» Rows from a dataset:
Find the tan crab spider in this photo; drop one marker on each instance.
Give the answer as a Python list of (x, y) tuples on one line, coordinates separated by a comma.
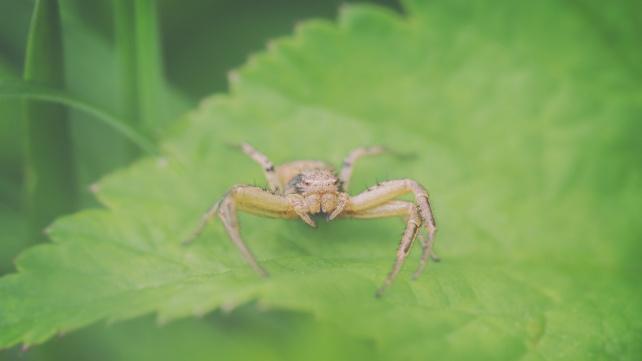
[(303, 188)]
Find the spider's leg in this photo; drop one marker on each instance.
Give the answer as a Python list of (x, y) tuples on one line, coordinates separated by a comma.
[(266, 164), (410, 214), (389, 190), (348, 162), (253, 200)]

» Written problem: Rescale the lines above: repeat every line, requests included, with each coordinate in the answers multiplied by 1.7 and rounded to a whole number, halves rounded up. Leave the pictures out.

» Answer to this exercise:
Find the tan crab spider in this photo; drop one marker on each instance.
Give the answer as a Python list of (x, y) tuples on one line, coordinates separated by a comma.
[(515, 320)]
Find the spider's leg in this photo; drop one marker on each instance.
Give the answer as a Python list of (x, y) tuples on one line, coordinates separated by a comma.
[(452, 279), (697, 364), (661, 323), (592, 275), (430, 340)]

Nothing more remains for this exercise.